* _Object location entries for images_
◇ ◇ ◇

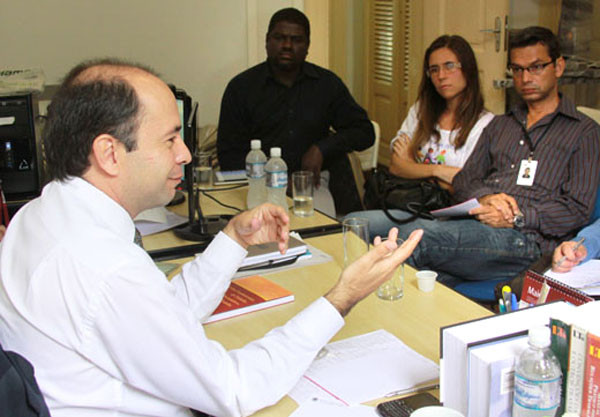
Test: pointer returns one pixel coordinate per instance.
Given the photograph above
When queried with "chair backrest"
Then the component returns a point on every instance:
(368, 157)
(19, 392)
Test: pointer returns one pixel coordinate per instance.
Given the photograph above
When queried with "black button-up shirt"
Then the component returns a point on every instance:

◇ ◇ ◇

* _Aim_
Turn the lines of all the items above into a numbered list, skipping any blank lines. Leave the pictures out of your answer.

* _Task solution_
1. Test: pointer returns one pixel coordinate per instance.
2. Given the photograph above
3. When queried with "chair backrest"
4. Then the component returns a point on every instance:
5. (368, 157)
6. (19, 392)
7. Test: pointer returns one pixel coordinate per instance.
8. Given the photograph above
9. When queried with "black button-up shirt"
10. Then the component returns a point on every instance:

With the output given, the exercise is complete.